Could you return every entry below verbatim, leaving out the picture line?

::::::

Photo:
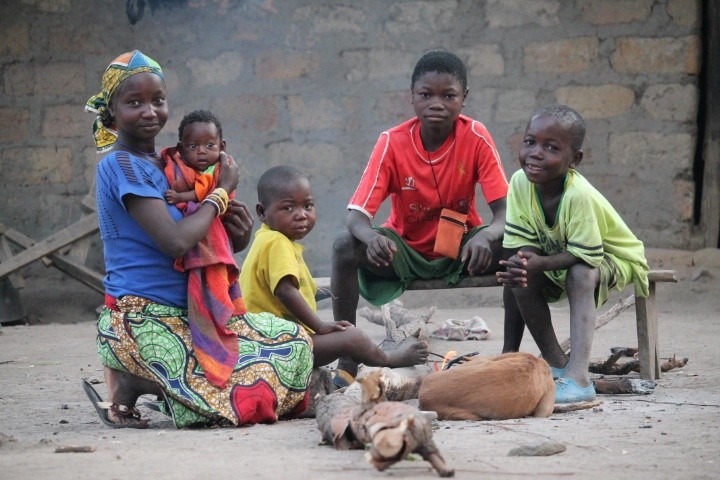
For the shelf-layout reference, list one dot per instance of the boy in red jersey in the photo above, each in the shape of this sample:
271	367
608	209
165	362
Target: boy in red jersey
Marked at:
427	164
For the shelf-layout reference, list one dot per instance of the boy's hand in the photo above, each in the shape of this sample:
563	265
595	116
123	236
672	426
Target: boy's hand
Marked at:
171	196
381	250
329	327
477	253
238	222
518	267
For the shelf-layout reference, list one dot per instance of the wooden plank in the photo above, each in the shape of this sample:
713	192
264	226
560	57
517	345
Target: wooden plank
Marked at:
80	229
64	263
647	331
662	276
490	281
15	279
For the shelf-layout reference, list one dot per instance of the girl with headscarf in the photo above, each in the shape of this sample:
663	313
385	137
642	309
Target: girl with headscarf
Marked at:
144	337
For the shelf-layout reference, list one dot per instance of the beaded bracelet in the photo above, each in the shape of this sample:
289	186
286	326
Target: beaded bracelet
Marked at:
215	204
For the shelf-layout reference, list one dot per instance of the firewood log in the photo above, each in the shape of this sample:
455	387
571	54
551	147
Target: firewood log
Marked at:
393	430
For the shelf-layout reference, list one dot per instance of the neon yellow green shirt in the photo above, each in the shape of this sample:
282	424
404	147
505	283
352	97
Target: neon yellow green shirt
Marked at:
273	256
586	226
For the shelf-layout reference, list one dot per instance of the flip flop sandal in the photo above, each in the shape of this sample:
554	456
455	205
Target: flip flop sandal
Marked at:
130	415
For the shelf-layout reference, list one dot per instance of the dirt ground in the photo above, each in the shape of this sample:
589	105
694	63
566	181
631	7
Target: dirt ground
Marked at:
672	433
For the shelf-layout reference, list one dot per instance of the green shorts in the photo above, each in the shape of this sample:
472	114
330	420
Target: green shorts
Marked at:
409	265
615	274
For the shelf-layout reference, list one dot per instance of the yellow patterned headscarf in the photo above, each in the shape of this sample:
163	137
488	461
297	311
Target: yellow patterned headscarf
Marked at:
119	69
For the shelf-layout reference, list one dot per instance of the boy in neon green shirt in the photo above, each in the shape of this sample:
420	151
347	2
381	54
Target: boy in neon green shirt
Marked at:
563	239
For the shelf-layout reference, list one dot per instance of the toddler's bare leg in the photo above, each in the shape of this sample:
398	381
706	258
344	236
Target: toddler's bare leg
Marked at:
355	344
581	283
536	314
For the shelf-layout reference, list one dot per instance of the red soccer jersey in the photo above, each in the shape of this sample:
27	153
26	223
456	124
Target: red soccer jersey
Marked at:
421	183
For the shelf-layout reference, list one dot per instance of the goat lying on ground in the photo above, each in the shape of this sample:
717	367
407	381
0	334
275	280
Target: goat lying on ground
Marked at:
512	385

::::::

> Answer below:
Photo:
For the shelf-layout reference, list one dot per instance of the boy in red jersey in the photo above, each in the shape of this sample:
271	367
608	209
165	362
Target: boy in red jersey
Marked at:
427	164
For the shelf-layout reference, list one dot per instance of the boy's hand in the photo above, each in the shape of this sample:
563	265
595	116
123	236
672	426
Target: boy's hand
Marked at:
171	196
381	250
329	327
477	253
238	222
518	267
For the shelf-layout reference, list one dot per instance of the wooden plank in the photo above, each in the shape of this sample:
713	192
264	226
560	57
517	345
Target: wooden plank
Marked at:
80	229
64	263
647	331
662	276
490	281
15	279
For the shelf-layout reference, list one dot per instance of the girl with headscarf in the photo above, each in the shape of this sample:
663	313
385	137
642	309
Target: girl with headscarf
Marked at:
144	337
For the shelf-layout reference, list one dot per instance of the beaded bracelet in the photo above, each in the shape of this sample:
289	186
286	326
Target: beaded bracelet
Marked at:
215	204
For the shelf-layout reference, list one dot per instance of the firewood log in the photo above, each in the shape of this sample:
455	387
571	54
551	147
Target: firewood log
Marked at:
393	430
For the shelf-layout reference, list one dot per instance of the neon yellow green shirt in the photo above, each in the shape of this sample:
282	424
404	147
505	283
352	97
Target: neon yellow green shirt
Marked at:
273	256
586	226
For the shelf-layout reference, list one dot per instance of the flip flop sandal in the photo above, each in the shape of this sample:
554	456
455	205
Target: flip flop sandal
Marked at:
130	415
For the shelf-layout reference, list one dot per instance of the dirt ground in the photo above, each in the shape of this sample:
589	105
694	63
566	181
631	7
Target: dirt ground
Marked at:
672	433
For the shelf-layout reference, list one dot per instance of the green shorts in the photo above, each in the shape of this sample:
472	114
330	420
Target: green shorts
Marked at:
409	265
615	274
For the shelf-layout reference, list one dot per instance of the yellow patterned headscarf in the photo above, each in the shape of this sample:
163	137
488	461
297	311
Target: yellow patterned headscarf
Marked at:
119	69
For the shelf-layout reference, list one dot per instance of the boy in neon green shirt in the photo above, each in the shape of this sample:
420	151
347	2
381	54
Target: boy in neon green shirt
Marked at:
563	239
For the shelf-layout reference, list one dot per instance of the toddler's bare leg in the photo above, each in the shape of this sample:
398	381
706	258
344	236
Target: toddler's bare leg
Marked at:
355	344
581	283
536	314
For the shelf-layout reference, list one dot per instance of the red soccer jersey in the photo above, each in the shape of this sample:
27	153
26	223
456	124
Target: red soccer jersey
Marked at:
421	183
For the shelf-layout reference, list one dot per instance of the goat lying on ground in the photo above, each in the shape of this sample:
717	367
407	381
0	334
275	280
Target: goat lying on ground
Marked at:
512	385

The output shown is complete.